◆ Extracted text ◆
Ultrathin Zirconium Hydroxide Nanosheet-Assembled Nanofibrous Membranes for Rapid Degradation of Chemical Warfare Agents

Organophosphorus-based chemical warfare agents (CWAs) are highly poisonous, and recent attacks using nerve agents have stimulated researchers to develop breakthrough materials for their fast degradation. Zr-based materials have been identified as the most effective catalysts for breaking down CWAs, but in their powdered form, their practical application in personal protective equipment is limited. Herein, a surface-confined strategy for the direct growth of vertically aligned zirconium hydroxide (Zr(OH)(4)) nanosheets with ultrathin and tortuous structures on nanofibers is reported. The freestanding Zr(OH)(4) nanosheet-assembled nanofibrous membranes (NANMs) show superior catalytic performance to degrade dimethyl methylphosphonate, a nerve agent simulant, with a half-life of 4 min. In addition, intriguing membrane-type NANMs feature integrated properties of exceptional breathability, prominent flexibility, and robust fatigue resistance over one million buckling loads. This facile strategy provides a novel route to manufacture new classes of nanosheet-supported membranes for chemical-protective materials, in particular for gas filters, protective suits, and clothing.

Automated summary

A surface-confined strategy for the direct growth of vertically aligned zirconium hydroxide nanosheets on nanofibers was reported, showing superior catalytic performance to degrade nerve agent simulants. The resulting membrane-type nanofibrous membranes exhibit integrated properties of exceptional breathability, flexibility, and fatigue resistance, providing a novel route for manufacturing new classes of nanosheet-supported membranes for chemical-protective materials.

◆ Information provided ◆
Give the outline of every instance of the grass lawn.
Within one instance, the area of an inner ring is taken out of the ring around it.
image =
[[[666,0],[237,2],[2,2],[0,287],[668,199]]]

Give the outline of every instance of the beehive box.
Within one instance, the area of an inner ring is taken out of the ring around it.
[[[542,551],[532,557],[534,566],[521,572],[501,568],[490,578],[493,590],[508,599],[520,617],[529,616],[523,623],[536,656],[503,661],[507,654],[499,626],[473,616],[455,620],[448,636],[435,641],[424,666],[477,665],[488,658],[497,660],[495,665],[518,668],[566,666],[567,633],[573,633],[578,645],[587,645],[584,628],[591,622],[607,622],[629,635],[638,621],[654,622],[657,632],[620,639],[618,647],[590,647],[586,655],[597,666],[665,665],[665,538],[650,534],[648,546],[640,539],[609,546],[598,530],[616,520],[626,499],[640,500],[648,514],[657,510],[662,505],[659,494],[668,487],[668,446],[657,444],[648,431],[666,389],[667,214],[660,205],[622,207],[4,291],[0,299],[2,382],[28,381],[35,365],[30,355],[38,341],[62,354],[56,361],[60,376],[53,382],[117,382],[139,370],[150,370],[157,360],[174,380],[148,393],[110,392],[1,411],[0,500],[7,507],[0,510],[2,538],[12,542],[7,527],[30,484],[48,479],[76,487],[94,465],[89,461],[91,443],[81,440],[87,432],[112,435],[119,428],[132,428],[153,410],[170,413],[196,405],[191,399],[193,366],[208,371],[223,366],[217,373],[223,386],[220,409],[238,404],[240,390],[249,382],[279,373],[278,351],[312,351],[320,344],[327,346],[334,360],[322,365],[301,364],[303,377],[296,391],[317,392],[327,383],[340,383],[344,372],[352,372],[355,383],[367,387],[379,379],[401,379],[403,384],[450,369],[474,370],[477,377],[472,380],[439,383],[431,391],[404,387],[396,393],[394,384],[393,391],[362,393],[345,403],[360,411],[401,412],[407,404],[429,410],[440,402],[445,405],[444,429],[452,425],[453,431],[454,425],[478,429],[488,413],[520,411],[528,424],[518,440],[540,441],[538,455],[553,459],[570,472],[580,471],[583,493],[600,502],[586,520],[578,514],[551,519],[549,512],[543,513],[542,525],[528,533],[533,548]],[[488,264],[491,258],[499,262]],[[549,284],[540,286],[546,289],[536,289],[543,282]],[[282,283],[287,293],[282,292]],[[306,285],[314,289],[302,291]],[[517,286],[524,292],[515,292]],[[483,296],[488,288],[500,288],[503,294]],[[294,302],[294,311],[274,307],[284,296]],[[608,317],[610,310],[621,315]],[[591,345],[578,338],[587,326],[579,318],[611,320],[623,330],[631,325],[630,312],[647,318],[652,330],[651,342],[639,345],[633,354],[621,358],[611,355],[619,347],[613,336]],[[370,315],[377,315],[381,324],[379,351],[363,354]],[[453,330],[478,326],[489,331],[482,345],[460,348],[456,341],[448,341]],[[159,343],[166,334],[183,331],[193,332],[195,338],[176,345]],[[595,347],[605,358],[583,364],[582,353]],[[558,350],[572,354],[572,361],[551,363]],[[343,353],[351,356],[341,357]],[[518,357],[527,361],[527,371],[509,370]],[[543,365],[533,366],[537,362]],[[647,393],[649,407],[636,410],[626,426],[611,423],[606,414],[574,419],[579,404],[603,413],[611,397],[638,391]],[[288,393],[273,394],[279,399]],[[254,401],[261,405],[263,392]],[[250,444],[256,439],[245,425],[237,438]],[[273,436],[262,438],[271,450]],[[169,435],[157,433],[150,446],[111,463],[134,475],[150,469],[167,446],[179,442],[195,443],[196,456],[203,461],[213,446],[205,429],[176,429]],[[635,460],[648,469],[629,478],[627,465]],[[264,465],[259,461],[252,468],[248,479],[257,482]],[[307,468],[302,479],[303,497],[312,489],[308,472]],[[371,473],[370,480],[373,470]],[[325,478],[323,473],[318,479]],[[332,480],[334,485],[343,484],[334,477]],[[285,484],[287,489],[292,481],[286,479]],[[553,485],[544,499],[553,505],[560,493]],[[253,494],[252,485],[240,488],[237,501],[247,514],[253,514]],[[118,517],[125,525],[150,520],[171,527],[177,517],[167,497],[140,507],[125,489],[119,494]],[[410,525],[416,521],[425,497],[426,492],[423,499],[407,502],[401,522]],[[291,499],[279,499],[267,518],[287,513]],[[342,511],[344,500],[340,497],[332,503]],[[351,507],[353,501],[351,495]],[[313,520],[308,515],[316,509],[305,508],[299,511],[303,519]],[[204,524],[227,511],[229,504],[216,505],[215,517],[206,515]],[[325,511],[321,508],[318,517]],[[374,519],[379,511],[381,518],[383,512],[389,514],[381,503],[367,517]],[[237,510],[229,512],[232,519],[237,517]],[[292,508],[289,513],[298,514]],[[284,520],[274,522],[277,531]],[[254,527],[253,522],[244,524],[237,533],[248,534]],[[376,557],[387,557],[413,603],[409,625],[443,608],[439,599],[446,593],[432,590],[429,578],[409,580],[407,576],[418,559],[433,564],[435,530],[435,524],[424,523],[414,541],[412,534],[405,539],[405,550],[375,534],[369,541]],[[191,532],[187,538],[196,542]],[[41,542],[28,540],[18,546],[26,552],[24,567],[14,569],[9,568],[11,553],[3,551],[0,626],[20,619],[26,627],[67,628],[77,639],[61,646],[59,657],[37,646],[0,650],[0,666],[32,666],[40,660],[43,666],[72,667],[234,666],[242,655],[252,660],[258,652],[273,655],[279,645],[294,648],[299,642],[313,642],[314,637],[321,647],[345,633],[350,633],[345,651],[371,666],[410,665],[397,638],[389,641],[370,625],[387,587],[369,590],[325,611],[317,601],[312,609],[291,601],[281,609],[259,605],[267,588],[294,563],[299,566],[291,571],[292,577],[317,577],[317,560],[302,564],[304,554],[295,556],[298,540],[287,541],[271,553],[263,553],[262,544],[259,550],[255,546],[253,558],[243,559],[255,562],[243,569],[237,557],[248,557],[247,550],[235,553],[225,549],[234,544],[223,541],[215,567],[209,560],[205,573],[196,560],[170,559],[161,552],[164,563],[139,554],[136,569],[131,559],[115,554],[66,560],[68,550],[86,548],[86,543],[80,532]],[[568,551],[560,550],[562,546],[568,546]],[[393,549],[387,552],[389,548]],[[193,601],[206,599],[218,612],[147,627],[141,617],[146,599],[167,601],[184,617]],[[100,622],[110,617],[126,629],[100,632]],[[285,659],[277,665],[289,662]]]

◆ Exercise requirements ◆
Answer these about the abstract on zirconium hydroxide nanosheet membranes:
(a) What half-life do the membranes achieve when degrading dimethyl methylphosphonate?
(b) Over how many buckling loads do the membranes show fatigue resistance?
(c) Which three applications are named for the chemical-protective materials?

◆ Exercise result ◆
(a) 4 min
(b) Over one million
(c) Gas filters, protective suits, and clothing